*Assignment*
Below is a listing. Write out exactly its lines between the one holding "Target: white shorts" and the one holding "Target: soccer player", inclusive.

┌────────

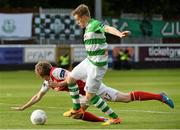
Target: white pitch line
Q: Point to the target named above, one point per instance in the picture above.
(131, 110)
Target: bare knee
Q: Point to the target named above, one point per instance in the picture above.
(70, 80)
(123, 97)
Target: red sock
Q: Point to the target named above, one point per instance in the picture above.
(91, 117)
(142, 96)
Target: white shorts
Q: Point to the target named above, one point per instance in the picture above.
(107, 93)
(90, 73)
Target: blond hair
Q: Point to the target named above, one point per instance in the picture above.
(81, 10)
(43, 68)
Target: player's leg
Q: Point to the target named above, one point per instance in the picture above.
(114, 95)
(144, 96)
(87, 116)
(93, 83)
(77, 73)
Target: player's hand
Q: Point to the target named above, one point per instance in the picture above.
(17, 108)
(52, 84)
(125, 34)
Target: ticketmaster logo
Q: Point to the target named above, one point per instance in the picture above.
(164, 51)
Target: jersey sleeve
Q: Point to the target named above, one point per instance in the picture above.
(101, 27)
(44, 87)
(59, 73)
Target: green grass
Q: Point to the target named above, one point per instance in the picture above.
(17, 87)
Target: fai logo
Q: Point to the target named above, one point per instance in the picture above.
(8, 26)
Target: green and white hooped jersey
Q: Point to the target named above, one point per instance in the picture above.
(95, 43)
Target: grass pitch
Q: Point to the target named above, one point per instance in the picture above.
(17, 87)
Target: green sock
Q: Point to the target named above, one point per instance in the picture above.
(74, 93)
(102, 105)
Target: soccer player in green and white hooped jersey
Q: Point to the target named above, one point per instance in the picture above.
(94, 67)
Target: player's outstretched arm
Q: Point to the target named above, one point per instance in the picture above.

└────────
┌────────

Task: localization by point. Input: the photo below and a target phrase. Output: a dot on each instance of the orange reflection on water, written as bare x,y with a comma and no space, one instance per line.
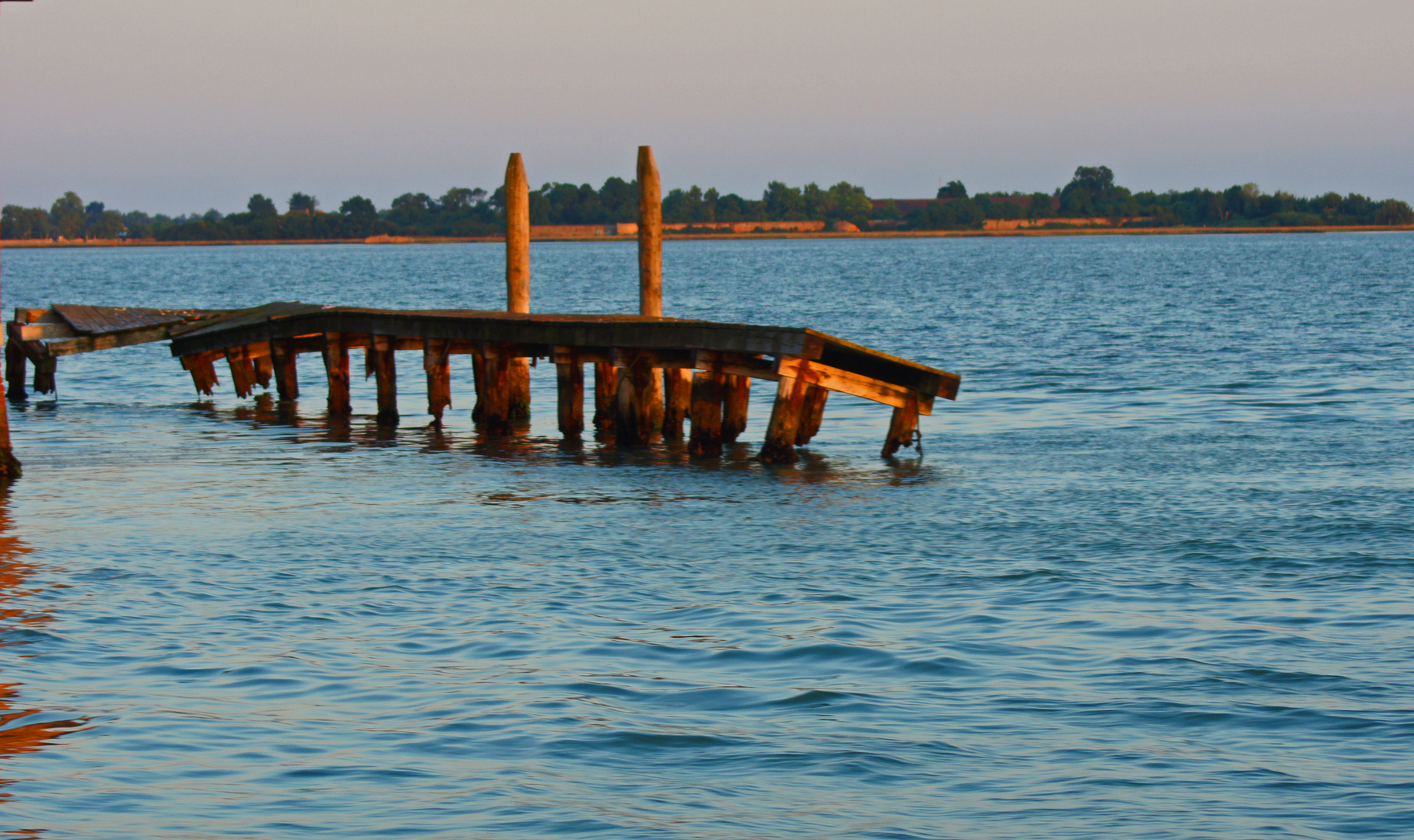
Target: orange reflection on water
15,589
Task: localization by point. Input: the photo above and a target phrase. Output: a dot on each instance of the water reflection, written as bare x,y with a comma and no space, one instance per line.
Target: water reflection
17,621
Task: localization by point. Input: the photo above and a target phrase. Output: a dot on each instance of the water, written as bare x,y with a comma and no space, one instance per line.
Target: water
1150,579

└────────

*Exercise response*
Target: white shorts
Q: Point to the target named above, one point per instance in the picture above.
(107, 93)
(90, 73)
Target: blond hair
Q: Point to the target named above, one point per instance in the picture above.
(81, 10)
(43, 68)
Target: player's leg
Q: Point to the target named above, one point per instance in the picture above.
(114, 95)
(144, 96)
(87, 116)
(93, 83)
(77, 73)
Target: player's hand
Q: Point to the target named above, one point per instance in the picture above.
(17, 108)
(52, 84)
(125, 34)
Target: ticketmaster logo
Q: Point to the target named above, one point per instance in the picture above.
(164, 51)
Target: jersey sleeve
Q: Point to the target named above, one point per instance in the picture above.
(101, 27)
(44, 87)
(59, 73)
Target: green grass
Q: Point to the target named above, one point per instance in the picture above.
(17, 87)
Target: fai logo
Q: Point to the target named above, one point per instance in the picture above.
(8, 26)
Target: green and white hooped jersey
Q: Point to the target named above, one point per instance in the picture above.
(95, 43)
Target: grass pitch
Q: Point to the target named above, one point per instance in the picture above.
(17, 87)
Target: green sock
Q: Point to the target named above, one point per instance in the picture above.
(74, 93)
(102, 105)
Target: soccer player in green and white hooped jersey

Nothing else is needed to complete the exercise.